Image-grounded pointing data:
Segment Open
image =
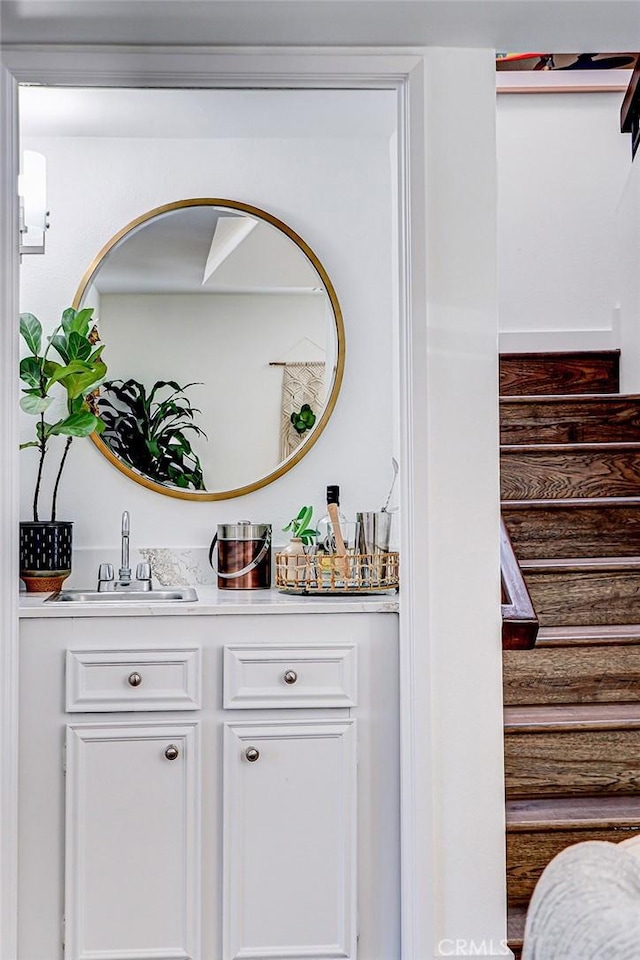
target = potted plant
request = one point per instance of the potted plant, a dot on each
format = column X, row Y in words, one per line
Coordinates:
column 66, row 367
column 294, row 555
column 150, row 433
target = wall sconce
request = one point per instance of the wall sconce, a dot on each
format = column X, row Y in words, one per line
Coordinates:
column 34, row 216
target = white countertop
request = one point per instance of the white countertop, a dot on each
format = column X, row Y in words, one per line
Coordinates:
column 212, row 601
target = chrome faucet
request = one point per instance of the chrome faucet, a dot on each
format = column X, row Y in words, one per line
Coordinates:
column 106, row 581
column 124, row 573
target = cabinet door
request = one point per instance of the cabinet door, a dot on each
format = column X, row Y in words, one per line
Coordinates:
column 289, row 840
column 132, row 844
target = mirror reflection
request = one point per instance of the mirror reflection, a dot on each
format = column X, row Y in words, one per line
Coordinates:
column 224, row 344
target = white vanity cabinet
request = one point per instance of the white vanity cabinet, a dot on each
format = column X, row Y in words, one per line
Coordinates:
column 131, row 840
column 210, row 786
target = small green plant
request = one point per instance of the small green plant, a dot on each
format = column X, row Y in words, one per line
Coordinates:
column 299, row 526
column 304, row 419
column 150, row 434
column 80, row 372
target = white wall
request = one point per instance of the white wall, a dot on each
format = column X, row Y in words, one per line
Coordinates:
column 562, row 168
column 628, row 278
column 223, row 344
column 336, row 194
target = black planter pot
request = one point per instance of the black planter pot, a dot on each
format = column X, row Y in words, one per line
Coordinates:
column 45, row 554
Segment Closed
**Instructions to follow**
In the records above, return precisely the line containing "target = small green plant" and each line that comes after it, up to the final one.

**Solution for this exercise**
target = small green plant
request = one point per instance of the small green plant, a dot on each
format = column X, row Y in words, one per line
Coordinates:
column 299, row 526
column 304, row 419
column 150, row 434
column 80, row 372
target = white wall
request = one point per instance of the white wall, a dot on each
format = column X, row Y in words, one per line
Coordinates:
column 562, row 168
column 628, row 278
column 223, row 344
column 336, row 194
target = black planter pot
request = one point per instance of the black planter pot, a dot on each
format = column X, row Y in words, one per line
Coordinates:
column 45, row 554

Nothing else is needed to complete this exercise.